Исходный текст
►

Пекуровская дотошна в наблюдениях за тем, как этика, в виде набора критериев, способных дискредитировать те или иные стороны стратегии Бродского, поступательно отодвигается в подчиненное для эстетики положение. Непредсказуемый гений выше правил, и он целенаправленно нарушает нормы, если они мешают наполнять ветром паруса его стремления к признанию. Многочисленные истории с продвижением Бродским тех, кто возвышал голос в хоре его ангелов-хранителей, столь же отчетливо контрастирует с тем, как он ставит палки в колеса всем, кто претендует на долю его славы. Это не только анекдотические истории с Евтушенко и Василием Аксеновым, которым Бродский неутомимо мешал в их американских карьерах, и не только, на первый взгляд – абсурдные, ставки на того или иного поэта второго плана, объявляемого мэтром главным поэтом эпохи, и тщательное слепое пятно вместо тех, кто мог бы быть ему опасен.

Это и попытка не допустить появления таких интерпретаций его биографии, которые противоречили бы представлению о нем, как о непредсказуемом, спонтанном, воздушном гении, чуждом рассудочному прагматизму. Это и пребывание в московской психушке для получения справки для ленинградского суда, что тщательно скрывалось, и интерпретация (вполне простительная) обвинения в тунеядстве и ссылке как то, что роднит его с Овидием, и его стремление всеми силами эмигрировать, которая была перелицована в историю о принудительной высылке на основе им же инициированного приглашения из Израиля. И желание воплотить нечто подобное стратегии Евтушенко, умудрявшегося сидеть на двух стульях, для чего Бродский пишет письма советским руководителям, пытаясь заработать возможность не только уехать за границу, но и возвращаться в СССР. Как поэт со статусом поверх барьеров.

◄

Исходные данные

►

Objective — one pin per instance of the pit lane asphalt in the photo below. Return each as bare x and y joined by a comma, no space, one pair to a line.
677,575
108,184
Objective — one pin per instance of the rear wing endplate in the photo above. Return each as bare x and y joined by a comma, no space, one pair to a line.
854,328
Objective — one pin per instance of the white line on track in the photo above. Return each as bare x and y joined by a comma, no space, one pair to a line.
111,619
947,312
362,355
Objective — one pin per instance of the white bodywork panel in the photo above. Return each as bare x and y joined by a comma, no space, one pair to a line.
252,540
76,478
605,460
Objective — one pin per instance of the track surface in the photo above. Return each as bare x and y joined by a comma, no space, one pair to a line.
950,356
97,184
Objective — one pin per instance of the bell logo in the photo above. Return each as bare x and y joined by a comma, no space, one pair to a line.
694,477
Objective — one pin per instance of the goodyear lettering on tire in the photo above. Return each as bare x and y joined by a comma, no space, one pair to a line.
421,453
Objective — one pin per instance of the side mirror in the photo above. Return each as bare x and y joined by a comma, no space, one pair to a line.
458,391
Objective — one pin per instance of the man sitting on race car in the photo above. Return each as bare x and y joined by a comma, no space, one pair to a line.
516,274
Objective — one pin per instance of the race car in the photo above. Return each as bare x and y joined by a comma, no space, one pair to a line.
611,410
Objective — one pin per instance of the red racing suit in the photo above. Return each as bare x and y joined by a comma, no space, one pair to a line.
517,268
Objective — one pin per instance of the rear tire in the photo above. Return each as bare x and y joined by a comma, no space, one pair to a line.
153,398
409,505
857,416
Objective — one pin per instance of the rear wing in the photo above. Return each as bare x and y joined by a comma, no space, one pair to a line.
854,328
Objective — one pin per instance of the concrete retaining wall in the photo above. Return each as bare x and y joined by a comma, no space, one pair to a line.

◄
►

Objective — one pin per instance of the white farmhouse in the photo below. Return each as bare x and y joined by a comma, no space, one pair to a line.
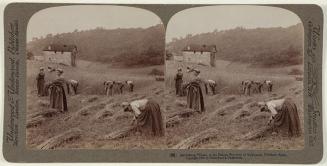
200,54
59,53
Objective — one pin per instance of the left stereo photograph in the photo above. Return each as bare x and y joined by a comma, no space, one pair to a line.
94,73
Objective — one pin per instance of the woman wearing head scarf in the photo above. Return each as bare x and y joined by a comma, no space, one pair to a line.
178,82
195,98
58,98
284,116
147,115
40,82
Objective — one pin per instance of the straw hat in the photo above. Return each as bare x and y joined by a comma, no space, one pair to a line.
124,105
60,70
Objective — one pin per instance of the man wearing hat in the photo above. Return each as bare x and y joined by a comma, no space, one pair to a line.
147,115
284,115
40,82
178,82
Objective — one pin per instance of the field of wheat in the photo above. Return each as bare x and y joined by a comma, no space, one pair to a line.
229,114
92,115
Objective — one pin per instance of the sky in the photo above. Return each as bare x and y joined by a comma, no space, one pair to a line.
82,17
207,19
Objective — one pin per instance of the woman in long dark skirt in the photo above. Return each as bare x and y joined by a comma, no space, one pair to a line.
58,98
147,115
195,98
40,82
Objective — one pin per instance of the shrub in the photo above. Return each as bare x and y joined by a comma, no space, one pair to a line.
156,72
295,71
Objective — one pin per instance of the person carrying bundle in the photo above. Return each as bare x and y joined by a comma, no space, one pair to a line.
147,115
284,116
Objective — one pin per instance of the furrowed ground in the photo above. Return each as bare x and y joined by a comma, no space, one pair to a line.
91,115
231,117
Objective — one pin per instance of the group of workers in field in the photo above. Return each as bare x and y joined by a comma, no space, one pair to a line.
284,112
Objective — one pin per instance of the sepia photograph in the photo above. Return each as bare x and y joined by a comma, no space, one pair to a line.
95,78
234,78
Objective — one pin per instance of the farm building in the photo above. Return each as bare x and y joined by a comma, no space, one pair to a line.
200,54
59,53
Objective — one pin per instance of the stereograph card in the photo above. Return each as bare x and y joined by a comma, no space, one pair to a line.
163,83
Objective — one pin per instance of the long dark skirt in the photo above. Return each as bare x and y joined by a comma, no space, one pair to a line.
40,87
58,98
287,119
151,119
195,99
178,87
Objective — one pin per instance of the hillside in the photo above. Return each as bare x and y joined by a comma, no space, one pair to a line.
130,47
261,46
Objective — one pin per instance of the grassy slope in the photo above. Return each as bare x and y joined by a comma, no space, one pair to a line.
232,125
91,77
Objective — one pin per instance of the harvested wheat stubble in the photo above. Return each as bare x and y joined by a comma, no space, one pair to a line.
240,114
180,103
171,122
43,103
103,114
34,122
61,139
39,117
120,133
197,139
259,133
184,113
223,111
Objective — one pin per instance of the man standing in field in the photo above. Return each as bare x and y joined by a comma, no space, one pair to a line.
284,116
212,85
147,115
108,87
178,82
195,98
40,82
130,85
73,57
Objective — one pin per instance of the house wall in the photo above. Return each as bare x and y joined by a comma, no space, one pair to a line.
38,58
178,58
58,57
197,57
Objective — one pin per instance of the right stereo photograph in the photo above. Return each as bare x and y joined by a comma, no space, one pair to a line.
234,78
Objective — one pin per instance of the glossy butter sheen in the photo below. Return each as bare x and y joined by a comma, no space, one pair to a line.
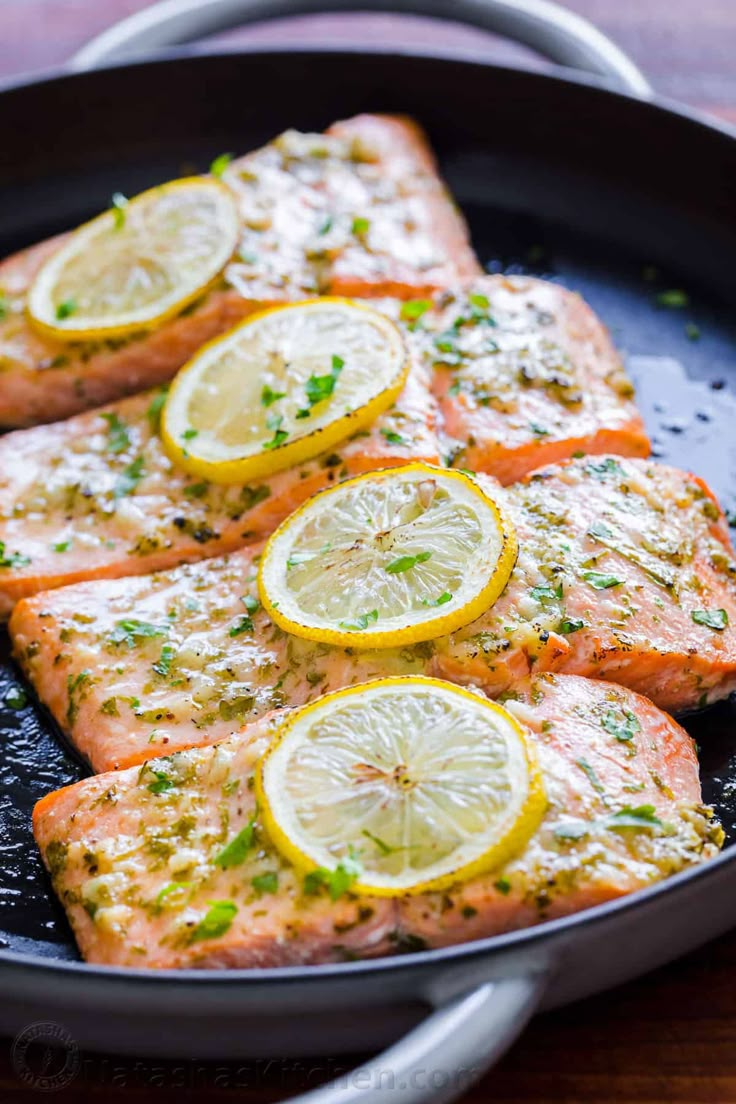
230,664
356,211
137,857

◄
►

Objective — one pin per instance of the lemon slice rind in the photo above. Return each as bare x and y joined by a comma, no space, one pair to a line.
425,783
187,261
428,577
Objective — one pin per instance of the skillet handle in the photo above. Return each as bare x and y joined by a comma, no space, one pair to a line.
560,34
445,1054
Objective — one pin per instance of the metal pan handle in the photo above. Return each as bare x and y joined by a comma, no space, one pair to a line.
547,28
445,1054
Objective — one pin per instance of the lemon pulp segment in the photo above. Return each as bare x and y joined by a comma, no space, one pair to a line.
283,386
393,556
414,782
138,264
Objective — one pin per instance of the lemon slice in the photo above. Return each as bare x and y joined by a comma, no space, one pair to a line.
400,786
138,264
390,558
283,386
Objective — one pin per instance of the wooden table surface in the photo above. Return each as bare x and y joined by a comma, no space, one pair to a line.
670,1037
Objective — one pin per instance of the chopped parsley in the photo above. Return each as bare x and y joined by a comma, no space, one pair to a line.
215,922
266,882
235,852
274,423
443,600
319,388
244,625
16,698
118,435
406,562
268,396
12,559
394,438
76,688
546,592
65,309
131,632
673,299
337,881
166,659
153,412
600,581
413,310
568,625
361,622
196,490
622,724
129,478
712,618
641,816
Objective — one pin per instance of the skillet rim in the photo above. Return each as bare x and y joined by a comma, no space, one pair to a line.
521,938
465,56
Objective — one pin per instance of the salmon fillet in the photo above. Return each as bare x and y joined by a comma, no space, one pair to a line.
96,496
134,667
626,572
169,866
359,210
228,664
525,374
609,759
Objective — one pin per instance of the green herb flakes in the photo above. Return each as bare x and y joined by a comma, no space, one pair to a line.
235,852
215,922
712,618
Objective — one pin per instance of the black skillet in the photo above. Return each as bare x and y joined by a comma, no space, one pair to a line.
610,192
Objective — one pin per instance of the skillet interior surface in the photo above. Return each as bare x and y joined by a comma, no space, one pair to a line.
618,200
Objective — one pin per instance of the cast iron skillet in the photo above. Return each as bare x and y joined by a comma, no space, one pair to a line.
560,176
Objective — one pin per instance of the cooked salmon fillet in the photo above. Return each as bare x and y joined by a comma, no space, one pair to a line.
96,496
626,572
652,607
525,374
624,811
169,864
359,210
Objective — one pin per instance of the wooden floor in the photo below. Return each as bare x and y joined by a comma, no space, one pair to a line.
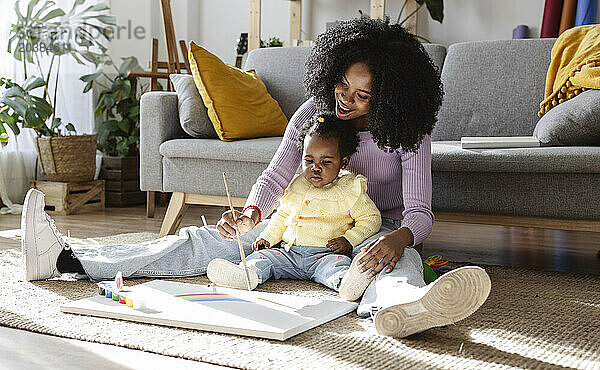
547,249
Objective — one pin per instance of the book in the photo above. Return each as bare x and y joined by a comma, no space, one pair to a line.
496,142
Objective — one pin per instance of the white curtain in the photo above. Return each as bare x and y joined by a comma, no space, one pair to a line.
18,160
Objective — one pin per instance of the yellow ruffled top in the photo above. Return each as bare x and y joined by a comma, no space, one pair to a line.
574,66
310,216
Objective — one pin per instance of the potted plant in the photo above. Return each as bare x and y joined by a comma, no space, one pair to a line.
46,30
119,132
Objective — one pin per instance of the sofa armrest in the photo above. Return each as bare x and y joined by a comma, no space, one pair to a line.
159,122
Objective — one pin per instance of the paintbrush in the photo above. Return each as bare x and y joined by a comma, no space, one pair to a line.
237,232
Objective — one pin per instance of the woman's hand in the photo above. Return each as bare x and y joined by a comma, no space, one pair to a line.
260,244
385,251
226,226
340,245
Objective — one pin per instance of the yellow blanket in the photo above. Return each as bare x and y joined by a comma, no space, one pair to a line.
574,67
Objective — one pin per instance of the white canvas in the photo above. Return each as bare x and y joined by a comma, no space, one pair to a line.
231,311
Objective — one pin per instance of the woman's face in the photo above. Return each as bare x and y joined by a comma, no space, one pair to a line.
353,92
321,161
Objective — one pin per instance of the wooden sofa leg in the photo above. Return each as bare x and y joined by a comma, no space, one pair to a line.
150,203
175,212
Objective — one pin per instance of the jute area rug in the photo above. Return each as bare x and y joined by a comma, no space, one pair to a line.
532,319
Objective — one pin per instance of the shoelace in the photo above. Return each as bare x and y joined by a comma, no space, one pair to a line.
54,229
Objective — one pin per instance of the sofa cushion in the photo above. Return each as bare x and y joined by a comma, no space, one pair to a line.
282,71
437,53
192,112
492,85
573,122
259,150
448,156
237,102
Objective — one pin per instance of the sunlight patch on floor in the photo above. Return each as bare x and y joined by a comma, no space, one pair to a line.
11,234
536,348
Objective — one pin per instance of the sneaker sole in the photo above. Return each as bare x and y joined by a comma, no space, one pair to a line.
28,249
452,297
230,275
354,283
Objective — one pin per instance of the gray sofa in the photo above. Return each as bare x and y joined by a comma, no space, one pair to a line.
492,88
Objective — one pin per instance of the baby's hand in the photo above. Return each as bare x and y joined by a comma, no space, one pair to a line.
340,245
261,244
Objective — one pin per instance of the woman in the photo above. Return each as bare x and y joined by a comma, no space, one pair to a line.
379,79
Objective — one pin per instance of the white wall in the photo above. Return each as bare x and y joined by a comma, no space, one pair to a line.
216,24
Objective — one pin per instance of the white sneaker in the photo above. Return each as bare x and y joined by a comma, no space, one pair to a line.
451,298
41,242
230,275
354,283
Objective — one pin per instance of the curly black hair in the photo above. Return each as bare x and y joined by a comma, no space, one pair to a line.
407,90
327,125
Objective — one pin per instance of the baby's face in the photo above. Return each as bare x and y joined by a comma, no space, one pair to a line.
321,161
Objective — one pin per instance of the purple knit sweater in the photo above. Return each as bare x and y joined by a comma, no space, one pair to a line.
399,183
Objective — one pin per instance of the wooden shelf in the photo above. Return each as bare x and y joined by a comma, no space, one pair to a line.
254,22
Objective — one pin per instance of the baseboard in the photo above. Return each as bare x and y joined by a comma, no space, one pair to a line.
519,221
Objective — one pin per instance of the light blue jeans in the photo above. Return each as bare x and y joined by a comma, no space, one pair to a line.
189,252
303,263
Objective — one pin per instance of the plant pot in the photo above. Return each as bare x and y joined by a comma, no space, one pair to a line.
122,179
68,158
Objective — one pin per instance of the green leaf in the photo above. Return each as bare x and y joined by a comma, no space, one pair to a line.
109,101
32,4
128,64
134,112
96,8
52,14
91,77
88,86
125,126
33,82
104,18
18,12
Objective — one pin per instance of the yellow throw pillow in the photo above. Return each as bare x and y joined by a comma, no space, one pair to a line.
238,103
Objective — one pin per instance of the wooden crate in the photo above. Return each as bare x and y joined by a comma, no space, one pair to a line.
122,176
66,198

◄

Содержание задания
[1] Выпишите из текста о Бродском дословный фрагмент: начните со слов «Пекуровская дотошна в» и завершите словами «быть ему опасен.».
[2] С кем, согласно тексту о Бродском, роднит поэта его интерпретация обвинения в тунеядстве и ссылки?
[3] Продолжите текст о Бродском, начав сразу после его последнего предложения.
Данные получены из иного источника, нежели текст.

Ожидаемые ответы
[1]
Пекуровская дотошна в наблюдениях за тем, как этика, в виде набора критериев, способных дискредитировать те или иные стороны стратегии Бродского, поступательно отодвигается в подчиненное для эстетики положение. Непредсказуемый гений выше правил, и он целенаправленно нарушает нормы, если они мешают наполнять ветром паруса его стремления к признанию. Многочисленные истории с продвижением Бродским тех, кто возвышал голос в хоре его ангелов-хранителей, столь же отчетливо контрастирует с тем, как он ставит палки в колеса всем, кто претендует на долю его славы. Это не только анекдотические истории с Евтушенко и Василием Аксеновым, которым Бродский неутомимо мешал в их американских карьерах, и не только, на первый взгляд – абсурдные, ставки на того или иного поэта второго плана, объявляемого мэтром главным поэтом эпохи, и тщательное слепое пятно вместо тех, кто мог бы быть ему опасен.

[2] С Овидием.

[3]
И уже упомянутое Пекуровской старательное дистанцирование от образа поэта-диссидента, борца за свободу, который бы умалял образ поэта, возникшего из облака и пуха английских крыльев.

Восхищение империей, как природной стихией силы, заставляет Бродского противоречиво оценивать советскую власть и брать под защиту те имперские комплексы, которые вместе с Бродским разделяла и русская классика, и многие советские граждане. Он подчас был ретроградом, как при написании стихов «На независимость Украины», не столько следуя своим убеждениям, сколько ища доводы для оправдания своим предпочтениям, которые, в свою очередь, лили воду на мельницу его стратегии подтверждения и осуществления его поэтической миссии.

Осознаваемый им прагматизм продвижения себя, как отдачу, вызывал подозрение по поводу любого прагматического движения, если оно не полностью совпадало с его пониманием собственной траектории.

Поэтому Бродский уверяет, что поэт не должен быть (стать) объектом наблюдения, он должен покорять аудиторию, похищая ее волю, как похитители сабинянок, в некотором смысле упрощая, уплощая и давя аудиторию как божественный танк. Поэтому он оставляет странное на первый взгляд распоряжение, препятствующее в течение 70 лет писать его биографию друзьям и публиковать его письма. Он предпочитал, чтобы его образ затвердел как гипс, как некогда мягкая в божественных пальцах масса, превращающаяся со временем в камень, памятник, мрамор, еще один очень важный аспект его мифологии. Резонно сомневаясь, что даже самые близкие ему люди, освободившиеся после его смерти от его же диктата, не станут понемногу разрушать тот миф, который он с их участием строил на протяжении нескольких десятилетий. Как после танка, все должно было стать тенью его образа, структурно плоской, но его.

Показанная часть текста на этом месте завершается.